Wednesday, 5 August 2020
PRESS RELEASE BY NIREC 4/8/2020
Saturday, 1 August 2020
NIGERIA IN NEED OF NATIONAL RECONCILIATION
NIGERIA: IN NEED OF NATIONAL RECONCILIATION
Anaweokhai O. Valentine
Most of the problems we face today as a nation are the effects of the sins that cry to God for vengeance such as willful murder or homicide (Genesis 4:8-12), Sodomy (Genesis 18:20-33), Oppression of widows and orphans (Exodus 22 :21) and cheating laborers of their due (Deuteronomy 24 :14-15). Homicide here includes the mindless killings and loss of innocent lives taking place daily in the country as a result of armed banditry, insurgency, terrorism, abductions, ritual killings, electoral violence, anti-cult rivalries and brutality. Oppression of widows and orphans includes laws, policies, initiatives and efforts aimed at silencing, subjugating and suppressing the poor, weak, helpless, homeless, nobodies, old, vulnerable, uneducated, minorities and uninformed. All these are efforts to take undue advantage of other’s naivety and vulnerability.
Cheating laborers of their due include intentional and deliberate refusal to pay workers of their wages, salaries, pensions, gratuities and emoluments as at when due. It entails unnecessary delaying and withholding of monies and allocated funds meant for the people and diverting them for selfish ends. All these, we experience every now and then. Through acts like this, the soul of our great country is being sapped. The body of the nation is being disemboweled. The future of the country looks uncertain. People are daily denied of their basic means and sources of survival. For me, this is a new form of genocide, holocaust, massacre, extermination, and cleansing of a people’s sense of humanity, sanity and dignity). Just restructuring may not redeem and salvage the present situation. We need to embark on a long, transformative, onerous and national journey and program of reconciliation, reparation and restitution.
※ ※ ※
* _Problem description_:
List every sin that cries to God for vengeance named in the article on national reconciliation in Nigeria, along with the Bible passage given for each.
※ ※ ※
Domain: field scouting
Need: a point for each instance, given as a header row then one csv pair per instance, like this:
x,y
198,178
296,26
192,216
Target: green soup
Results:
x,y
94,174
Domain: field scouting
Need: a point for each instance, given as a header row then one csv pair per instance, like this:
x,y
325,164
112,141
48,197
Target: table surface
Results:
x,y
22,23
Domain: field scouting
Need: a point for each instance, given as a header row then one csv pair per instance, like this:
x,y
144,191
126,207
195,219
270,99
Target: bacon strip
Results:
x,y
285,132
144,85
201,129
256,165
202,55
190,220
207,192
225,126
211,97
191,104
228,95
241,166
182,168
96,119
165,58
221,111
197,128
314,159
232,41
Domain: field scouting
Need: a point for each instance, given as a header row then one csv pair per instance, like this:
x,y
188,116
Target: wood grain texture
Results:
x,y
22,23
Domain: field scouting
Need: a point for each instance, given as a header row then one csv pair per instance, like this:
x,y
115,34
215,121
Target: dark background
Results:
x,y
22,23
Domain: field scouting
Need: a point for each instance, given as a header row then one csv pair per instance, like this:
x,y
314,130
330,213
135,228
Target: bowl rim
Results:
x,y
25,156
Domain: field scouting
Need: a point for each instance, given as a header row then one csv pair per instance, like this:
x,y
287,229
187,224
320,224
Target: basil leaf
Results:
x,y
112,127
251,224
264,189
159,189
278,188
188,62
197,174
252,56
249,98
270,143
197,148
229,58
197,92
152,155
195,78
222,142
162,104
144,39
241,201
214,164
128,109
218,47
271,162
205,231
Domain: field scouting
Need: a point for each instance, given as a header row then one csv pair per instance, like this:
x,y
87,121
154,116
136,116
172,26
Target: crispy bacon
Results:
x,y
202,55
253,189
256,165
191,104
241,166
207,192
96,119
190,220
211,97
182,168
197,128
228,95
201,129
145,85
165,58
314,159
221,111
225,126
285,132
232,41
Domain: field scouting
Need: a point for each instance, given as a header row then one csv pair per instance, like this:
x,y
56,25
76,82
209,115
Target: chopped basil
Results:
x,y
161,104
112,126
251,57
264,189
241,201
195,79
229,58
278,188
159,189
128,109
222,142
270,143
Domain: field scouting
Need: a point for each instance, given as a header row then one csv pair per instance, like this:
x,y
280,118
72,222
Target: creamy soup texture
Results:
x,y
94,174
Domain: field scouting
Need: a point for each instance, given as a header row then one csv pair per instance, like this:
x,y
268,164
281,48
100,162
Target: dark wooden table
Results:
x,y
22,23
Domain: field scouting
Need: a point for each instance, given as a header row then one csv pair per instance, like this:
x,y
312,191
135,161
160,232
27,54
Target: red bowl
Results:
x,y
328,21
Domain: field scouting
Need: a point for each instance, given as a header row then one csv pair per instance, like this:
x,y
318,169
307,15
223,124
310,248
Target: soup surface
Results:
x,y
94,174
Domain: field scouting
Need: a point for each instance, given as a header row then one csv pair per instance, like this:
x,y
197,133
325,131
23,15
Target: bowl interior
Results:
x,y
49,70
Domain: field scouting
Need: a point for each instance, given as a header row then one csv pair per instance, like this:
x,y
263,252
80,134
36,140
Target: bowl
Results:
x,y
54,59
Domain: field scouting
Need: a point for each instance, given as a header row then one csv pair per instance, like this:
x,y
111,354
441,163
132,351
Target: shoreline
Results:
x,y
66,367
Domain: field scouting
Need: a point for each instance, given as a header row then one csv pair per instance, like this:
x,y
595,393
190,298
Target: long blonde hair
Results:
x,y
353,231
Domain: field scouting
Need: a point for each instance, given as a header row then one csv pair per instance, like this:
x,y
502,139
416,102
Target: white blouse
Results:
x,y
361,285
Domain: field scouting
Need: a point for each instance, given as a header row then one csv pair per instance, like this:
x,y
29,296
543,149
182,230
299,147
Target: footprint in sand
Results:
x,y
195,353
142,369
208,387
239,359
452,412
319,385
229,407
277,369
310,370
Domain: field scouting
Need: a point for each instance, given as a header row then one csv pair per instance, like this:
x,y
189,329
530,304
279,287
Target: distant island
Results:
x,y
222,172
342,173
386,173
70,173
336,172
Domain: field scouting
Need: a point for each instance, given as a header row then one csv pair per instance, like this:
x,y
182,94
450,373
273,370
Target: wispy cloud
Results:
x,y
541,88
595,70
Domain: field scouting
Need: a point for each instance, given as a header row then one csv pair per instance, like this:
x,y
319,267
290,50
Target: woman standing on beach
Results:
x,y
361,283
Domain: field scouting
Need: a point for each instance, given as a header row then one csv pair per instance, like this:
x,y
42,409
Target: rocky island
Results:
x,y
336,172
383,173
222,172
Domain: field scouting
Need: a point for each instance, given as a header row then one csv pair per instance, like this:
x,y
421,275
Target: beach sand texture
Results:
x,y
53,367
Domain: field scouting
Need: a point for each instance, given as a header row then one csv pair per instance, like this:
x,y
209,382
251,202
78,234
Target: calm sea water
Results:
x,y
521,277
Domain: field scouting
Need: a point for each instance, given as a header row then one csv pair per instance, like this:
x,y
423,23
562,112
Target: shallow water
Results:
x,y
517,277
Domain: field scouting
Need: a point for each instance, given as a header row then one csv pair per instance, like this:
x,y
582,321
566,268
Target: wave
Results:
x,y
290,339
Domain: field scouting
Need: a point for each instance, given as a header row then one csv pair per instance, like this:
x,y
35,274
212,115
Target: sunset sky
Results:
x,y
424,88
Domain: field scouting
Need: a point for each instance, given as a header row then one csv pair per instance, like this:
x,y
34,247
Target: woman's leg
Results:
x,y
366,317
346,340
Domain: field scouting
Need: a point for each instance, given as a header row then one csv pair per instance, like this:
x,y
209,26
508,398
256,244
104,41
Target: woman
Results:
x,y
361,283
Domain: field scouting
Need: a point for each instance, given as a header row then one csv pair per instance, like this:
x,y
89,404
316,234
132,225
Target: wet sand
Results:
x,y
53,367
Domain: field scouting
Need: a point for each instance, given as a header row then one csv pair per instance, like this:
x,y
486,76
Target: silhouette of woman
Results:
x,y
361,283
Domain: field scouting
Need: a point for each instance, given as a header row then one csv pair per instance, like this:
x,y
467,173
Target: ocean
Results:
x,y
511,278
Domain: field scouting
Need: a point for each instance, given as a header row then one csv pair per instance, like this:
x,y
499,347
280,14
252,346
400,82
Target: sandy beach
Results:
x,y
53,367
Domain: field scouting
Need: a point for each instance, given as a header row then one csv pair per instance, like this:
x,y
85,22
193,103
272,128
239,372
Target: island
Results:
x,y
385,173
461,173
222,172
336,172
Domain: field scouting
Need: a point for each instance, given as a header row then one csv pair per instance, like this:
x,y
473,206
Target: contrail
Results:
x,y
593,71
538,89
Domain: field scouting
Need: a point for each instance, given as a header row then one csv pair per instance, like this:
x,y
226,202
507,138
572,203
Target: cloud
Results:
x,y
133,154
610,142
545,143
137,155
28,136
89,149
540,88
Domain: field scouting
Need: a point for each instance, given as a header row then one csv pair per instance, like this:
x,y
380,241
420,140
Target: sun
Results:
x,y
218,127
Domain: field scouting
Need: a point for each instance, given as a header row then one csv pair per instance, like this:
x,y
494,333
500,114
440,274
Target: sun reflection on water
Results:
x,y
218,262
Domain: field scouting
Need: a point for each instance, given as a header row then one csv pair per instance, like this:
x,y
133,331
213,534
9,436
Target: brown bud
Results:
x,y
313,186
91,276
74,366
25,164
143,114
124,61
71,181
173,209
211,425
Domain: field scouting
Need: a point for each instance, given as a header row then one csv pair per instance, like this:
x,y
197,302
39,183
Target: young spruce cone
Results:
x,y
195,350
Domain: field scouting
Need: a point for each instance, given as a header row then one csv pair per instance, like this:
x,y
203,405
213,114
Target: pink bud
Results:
※ ※ ※
* _Expected answer_:
- Willful murder or homicide (Genesis 4:8-12)
- Sodomy (Genesis 18:20-33)
- Oppression of widows and orphans (Exodus 22:21)
- Cheating laborers of their due (Deuteronomy 24:14-15)